Stored data entries
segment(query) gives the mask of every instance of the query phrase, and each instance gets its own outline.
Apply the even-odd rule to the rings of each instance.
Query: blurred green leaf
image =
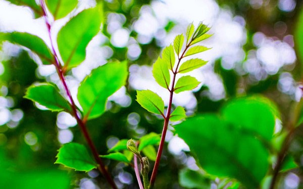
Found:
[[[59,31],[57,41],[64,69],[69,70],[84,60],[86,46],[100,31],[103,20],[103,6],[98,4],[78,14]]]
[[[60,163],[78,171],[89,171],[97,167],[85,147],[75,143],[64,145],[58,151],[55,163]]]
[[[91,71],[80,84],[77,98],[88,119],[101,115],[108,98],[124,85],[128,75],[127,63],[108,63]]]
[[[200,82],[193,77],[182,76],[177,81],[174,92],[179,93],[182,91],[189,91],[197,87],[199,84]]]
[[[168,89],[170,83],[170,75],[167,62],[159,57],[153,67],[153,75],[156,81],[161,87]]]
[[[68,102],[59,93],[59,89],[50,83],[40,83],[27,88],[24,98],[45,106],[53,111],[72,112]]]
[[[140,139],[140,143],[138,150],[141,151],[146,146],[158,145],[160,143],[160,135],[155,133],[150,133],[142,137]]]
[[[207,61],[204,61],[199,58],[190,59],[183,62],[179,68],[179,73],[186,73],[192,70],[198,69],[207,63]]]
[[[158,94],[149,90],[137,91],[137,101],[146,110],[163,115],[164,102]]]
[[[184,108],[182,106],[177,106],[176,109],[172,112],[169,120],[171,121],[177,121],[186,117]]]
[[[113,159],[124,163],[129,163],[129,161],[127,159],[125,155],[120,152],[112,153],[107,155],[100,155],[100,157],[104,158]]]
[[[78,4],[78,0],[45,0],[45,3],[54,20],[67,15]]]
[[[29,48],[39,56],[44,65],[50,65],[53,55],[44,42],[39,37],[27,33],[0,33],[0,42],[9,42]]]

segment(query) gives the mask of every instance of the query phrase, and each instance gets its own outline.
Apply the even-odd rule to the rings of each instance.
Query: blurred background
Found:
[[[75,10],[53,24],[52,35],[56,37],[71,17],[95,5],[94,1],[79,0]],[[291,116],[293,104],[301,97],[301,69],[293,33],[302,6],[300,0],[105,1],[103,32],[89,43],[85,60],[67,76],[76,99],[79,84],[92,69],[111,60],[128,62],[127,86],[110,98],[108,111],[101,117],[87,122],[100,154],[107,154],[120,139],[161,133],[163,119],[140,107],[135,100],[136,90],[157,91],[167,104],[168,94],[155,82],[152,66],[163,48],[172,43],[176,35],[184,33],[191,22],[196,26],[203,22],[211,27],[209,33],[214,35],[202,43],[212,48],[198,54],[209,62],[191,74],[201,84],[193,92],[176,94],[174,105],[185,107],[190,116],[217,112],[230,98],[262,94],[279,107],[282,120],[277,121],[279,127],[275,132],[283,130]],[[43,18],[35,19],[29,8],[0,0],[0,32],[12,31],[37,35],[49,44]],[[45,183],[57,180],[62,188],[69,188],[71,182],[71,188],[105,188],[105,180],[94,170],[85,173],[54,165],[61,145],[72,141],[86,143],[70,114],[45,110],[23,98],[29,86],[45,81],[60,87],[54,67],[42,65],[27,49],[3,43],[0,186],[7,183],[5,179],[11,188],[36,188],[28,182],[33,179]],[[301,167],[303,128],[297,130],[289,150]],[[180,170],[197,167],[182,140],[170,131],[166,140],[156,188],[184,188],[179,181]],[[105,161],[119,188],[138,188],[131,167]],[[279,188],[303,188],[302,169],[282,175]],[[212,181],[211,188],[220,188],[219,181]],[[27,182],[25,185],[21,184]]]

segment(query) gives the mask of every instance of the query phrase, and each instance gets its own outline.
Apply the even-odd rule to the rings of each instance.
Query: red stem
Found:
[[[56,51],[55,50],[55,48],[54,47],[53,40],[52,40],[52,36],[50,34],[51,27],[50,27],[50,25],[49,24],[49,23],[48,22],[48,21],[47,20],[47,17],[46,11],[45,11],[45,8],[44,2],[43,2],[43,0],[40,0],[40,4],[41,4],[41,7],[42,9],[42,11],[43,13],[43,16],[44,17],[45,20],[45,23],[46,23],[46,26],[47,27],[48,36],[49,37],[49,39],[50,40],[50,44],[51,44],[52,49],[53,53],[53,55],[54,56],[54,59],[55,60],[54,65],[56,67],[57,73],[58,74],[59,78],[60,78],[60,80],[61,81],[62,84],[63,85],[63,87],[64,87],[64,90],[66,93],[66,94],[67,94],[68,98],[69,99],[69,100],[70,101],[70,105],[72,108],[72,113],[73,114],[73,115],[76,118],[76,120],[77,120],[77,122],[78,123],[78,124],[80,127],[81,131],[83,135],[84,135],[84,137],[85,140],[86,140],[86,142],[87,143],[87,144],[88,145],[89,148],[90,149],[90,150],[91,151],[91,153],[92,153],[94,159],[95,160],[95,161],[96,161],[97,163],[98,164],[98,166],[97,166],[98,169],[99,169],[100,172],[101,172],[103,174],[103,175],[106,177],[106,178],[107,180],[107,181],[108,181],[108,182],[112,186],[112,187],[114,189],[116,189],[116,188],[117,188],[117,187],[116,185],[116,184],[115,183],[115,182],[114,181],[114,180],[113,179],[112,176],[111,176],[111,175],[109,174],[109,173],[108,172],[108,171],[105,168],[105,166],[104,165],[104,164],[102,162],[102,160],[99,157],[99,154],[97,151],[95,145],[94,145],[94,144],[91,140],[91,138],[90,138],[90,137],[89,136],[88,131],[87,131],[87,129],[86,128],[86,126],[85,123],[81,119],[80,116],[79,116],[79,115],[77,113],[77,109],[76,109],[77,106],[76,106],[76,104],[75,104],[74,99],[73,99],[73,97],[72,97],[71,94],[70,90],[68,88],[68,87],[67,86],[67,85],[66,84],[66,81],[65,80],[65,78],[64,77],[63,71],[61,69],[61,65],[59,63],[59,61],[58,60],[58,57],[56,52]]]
---
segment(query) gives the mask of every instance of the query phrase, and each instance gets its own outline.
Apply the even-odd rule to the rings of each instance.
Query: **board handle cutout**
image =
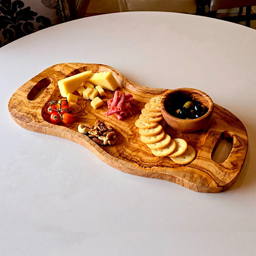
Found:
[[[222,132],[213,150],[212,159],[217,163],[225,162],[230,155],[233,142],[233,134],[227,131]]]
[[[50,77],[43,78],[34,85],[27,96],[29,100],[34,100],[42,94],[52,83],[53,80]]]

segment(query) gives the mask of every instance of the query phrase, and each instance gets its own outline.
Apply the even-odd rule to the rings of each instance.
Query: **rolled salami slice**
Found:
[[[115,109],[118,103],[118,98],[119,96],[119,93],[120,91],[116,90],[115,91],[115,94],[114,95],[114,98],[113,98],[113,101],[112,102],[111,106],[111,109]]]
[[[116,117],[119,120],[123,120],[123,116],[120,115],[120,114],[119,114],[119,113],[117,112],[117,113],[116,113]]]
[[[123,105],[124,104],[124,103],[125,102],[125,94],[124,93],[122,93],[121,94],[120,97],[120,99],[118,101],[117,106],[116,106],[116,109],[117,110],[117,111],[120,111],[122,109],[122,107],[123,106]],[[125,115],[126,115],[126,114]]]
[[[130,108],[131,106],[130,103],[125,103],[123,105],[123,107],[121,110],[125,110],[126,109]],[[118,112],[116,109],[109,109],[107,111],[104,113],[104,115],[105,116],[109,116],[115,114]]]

EXERCISE PROMPT
Locate each line of the data that contains the string "blurred" and copy those lines out. Letter case counts.

TASK RESPONSE
Query: blurred green leaf
Query: blurred background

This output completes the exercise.